● **Task instructions**:
Render the listing below as a JSON list of strings, starting at its first line and ending at the line that contains "[[[326,292],[278,332],[331,349],[488,349],[526,287],[390,260]]]". Each line should be one string, and blank lines should be omitted.
* Start Task material *
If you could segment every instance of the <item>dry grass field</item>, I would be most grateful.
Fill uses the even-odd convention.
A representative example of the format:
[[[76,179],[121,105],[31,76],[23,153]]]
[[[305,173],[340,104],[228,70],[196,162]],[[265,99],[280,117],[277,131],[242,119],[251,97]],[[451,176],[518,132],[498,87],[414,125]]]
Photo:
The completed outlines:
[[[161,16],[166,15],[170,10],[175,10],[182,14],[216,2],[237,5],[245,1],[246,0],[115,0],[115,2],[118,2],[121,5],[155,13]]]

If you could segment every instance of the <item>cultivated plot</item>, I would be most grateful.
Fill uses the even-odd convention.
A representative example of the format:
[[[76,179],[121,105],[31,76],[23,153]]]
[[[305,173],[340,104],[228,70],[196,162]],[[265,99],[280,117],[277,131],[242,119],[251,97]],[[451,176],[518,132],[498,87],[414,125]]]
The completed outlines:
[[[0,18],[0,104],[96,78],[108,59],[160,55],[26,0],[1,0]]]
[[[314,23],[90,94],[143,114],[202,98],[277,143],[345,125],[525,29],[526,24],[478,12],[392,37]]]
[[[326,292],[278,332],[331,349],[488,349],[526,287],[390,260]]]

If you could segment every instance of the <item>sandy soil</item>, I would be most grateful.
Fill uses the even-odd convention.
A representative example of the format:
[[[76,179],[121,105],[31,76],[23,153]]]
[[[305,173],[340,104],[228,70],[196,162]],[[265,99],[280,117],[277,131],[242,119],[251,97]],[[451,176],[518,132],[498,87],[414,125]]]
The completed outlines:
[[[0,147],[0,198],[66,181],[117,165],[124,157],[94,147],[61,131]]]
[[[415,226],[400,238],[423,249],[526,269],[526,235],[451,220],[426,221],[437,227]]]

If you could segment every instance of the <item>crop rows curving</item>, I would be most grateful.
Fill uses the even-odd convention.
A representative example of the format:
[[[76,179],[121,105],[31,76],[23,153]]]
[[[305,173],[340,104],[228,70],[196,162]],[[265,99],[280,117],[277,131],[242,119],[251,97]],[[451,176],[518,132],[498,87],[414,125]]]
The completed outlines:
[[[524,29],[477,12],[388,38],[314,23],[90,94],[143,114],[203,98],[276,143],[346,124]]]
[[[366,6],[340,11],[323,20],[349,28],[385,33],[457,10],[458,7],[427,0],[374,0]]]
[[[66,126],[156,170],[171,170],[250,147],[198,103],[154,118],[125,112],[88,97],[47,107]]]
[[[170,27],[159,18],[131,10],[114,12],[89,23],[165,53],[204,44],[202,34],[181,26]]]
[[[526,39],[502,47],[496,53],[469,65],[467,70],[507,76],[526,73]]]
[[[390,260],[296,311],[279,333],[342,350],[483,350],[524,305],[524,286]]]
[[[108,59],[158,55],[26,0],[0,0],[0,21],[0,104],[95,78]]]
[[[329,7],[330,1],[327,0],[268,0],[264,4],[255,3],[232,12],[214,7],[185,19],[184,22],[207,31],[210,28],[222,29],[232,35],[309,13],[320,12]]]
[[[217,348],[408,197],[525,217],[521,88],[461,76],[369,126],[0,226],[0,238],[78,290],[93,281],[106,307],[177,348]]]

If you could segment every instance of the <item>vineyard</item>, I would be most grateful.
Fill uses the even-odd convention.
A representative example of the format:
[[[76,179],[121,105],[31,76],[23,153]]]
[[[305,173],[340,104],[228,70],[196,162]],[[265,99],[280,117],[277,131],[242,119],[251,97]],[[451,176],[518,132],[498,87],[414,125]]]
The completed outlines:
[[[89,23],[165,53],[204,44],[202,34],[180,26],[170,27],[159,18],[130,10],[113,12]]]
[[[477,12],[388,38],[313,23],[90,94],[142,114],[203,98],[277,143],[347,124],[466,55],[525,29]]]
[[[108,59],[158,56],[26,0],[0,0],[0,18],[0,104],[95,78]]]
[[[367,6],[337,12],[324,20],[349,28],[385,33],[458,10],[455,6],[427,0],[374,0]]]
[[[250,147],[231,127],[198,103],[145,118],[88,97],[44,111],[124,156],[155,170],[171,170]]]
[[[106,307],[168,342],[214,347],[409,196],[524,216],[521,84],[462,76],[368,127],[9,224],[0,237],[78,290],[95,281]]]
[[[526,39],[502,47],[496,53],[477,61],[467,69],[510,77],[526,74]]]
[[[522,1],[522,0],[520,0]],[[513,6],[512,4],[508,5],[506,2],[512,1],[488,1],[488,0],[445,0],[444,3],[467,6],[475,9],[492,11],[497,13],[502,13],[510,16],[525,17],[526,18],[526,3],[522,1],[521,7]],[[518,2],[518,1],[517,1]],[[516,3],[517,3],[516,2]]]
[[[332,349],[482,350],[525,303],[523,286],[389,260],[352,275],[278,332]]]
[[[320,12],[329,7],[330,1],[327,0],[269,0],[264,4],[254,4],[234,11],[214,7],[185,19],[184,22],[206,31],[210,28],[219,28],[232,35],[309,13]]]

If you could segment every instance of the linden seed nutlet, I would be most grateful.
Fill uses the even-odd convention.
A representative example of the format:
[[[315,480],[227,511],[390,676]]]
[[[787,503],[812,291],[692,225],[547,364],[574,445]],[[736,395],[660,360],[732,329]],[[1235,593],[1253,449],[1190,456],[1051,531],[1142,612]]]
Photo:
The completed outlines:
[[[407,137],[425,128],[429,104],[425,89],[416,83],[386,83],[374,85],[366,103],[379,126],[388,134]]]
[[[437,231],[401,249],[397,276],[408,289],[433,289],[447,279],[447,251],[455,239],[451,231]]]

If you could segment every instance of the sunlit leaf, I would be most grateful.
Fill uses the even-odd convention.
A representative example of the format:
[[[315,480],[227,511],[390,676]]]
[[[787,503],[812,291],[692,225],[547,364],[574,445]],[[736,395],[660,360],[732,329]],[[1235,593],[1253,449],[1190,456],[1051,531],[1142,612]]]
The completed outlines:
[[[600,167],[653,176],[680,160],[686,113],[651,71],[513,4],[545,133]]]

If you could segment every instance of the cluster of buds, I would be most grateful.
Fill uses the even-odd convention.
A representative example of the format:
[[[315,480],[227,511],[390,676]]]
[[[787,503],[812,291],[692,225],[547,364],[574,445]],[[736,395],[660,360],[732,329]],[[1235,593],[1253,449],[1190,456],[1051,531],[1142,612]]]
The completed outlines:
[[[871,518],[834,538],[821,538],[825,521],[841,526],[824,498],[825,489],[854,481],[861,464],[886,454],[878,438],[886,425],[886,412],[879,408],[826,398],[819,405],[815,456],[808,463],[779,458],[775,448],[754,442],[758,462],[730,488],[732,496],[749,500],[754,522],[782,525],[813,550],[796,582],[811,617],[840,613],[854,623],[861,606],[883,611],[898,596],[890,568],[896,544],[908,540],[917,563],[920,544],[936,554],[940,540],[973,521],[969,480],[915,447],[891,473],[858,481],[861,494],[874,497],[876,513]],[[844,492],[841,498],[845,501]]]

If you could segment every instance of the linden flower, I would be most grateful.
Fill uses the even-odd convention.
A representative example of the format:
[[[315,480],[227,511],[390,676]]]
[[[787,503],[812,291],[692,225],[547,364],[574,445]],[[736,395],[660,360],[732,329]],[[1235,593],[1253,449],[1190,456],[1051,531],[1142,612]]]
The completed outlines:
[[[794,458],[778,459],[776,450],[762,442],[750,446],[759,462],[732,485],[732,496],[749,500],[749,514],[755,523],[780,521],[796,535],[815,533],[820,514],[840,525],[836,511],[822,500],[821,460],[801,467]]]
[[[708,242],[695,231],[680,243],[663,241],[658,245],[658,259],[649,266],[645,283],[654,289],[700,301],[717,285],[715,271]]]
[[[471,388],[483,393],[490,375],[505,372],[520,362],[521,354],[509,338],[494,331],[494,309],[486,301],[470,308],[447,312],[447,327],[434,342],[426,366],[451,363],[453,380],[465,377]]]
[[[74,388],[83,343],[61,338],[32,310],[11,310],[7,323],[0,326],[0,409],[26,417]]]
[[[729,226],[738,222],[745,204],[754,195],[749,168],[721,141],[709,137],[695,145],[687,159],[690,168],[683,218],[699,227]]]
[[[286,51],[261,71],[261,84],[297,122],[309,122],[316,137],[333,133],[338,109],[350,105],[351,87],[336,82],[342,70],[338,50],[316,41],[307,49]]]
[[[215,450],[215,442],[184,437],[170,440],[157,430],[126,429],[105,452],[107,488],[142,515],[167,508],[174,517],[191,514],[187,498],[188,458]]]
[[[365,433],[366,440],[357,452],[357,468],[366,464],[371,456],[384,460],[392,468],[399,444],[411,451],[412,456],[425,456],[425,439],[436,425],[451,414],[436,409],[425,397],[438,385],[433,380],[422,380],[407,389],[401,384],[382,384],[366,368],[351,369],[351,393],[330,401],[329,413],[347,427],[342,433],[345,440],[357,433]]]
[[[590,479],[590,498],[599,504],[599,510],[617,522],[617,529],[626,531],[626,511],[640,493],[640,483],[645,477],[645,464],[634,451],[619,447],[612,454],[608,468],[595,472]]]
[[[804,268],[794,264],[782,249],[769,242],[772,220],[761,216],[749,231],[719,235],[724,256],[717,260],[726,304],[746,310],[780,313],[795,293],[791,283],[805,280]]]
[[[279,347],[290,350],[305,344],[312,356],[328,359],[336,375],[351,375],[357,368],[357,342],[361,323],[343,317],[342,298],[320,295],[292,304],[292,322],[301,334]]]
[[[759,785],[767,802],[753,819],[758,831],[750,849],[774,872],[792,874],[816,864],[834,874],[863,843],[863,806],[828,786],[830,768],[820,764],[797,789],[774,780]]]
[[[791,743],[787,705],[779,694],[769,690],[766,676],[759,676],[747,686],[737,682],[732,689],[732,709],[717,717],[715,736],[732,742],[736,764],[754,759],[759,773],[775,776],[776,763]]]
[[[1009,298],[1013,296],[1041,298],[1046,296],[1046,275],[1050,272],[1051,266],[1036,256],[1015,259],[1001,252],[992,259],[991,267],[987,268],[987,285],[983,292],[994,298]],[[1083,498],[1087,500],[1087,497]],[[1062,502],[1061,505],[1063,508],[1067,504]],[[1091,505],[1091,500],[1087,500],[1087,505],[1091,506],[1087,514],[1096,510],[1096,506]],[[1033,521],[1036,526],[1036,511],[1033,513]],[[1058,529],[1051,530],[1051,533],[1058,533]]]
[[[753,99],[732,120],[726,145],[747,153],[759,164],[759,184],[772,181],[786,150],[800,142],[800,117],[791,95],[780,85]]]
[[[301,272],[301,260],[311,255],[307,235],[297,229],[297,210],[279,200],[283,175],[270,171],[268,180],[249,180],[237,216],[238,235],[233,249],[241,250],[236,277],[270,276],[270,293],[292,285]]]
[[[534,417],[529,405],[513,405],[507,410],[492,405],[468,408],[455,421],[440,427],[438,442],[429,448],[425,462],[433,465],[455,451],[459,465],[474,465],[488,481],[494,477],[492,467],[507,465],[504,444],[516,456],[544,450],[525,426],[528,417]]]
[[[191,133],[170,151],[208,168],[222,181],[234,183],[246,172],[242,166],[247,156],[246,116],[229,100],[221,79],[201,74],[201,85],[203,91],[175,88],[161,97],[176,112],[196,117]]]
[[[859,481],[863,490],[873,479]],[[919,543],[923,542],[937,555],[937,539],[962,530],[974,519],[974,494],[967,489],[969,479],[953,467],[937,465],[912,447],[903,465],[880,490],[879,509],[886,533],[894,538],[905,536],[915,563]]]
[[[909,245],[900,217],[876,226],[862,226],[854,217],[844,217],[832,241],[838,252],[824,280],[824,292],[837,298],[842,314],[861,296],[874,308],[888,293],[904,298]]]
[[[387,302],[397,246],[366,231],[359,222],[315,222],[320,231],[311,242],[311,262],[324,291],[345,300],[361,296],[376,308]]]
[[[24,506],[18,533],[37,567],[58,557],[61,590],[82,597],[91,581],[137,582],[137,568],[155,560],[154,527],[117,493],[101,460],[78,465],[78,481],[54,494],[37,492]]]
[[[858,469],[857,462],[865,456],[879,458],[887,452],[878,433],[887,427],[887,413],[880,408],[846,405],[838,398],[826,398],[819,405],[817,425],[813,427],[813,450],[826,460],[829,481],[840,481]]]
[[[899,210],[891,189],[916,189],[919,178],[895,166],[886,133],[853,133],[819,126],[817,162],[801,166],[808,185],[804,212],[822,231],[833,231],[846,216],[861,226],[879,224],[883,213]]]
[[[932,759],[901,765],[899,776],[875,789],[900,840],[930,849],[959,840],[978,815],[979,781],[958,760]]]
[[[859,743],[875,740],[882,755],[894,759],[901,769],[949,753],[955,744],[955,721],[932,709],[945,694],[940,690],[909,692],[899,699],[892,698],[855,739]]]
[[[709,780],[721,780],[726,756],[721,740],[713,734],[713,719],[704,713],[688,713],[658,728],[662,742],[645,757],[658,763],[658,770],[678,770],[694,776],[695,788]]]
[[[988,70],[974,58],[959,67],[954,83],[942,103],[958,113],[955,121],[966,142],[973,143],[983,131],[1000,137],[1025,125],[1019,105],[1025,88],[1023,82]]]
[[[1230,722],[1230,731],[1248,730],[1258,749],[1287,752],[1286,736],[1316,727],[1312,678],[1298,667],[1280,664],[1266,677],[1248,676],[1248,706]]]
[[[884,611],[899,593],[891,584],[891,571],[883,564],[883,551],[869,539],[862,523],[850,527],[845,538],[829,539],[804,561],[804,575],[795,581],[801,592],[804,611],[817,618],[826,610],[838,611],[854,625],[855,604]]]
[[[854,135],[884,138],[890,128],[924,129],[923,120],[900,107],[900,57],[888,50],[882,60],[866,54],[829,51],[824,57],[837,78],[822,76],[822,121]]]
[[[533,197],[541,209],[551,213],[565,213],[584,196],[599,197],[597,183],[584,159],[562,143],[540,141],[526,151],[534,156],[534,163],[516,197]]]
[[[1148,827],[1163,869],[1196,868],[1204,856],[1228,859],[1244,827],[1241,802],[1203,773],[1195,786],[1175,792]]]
* End Task material *
● **Exercise output**:
[
  "If you could segment every instance of the <item>dry grass field</item>, I would be most grateful.",
  "Fill uses the even-odd convention.",
  "A representative example of the format:",
  "[[[76,179],[121,105],[31,76],[23,153]]]",
  "[[[305,173],[340,104],[228,70],[196,162]],[[265,99],[280,117],[277,131],[242,119],[251,97]],[[451,176],[518,132],[498,87],[414,125]]]",
  "Photo:",
  "The completed outlines:",
  "[[[161,16],[166,15],[170,10],[175,10],[182,14],[216,2],[237,5],[245,1],[246,0],[115,0],[115,2],[118,2],[121,5],[155,13]]]",
  "If you could segment every instance of the <item>cultivated plot</item>, I would be most grateful.",
  "Fill uses the even-odd convention.",
  "A representative example of the format:",
  "[[[76,179],[121,105],[31,76],[23,153]]]",
  "[[[305,173],[340,104],[228,70],[196,162]],[[265,99],[280,117],[277,131],[242,119],[251,97]],[[451,176],[518,132],[498,87],[414,125]]]",
  "The completed outlines:",
  "[[[0,18],[0,104],[96,78],[108,59],[160,55],[26,0],[1,0]]]",
  "[[[314,23],[90,94],[143,114],[202,98],[277,143],[345,125],[525,29],[526,24],[478,12],[392,37]]]",
  "[[[326,292],[278,332],[331,349],[488,349],[526,287],[390,260]]]"
]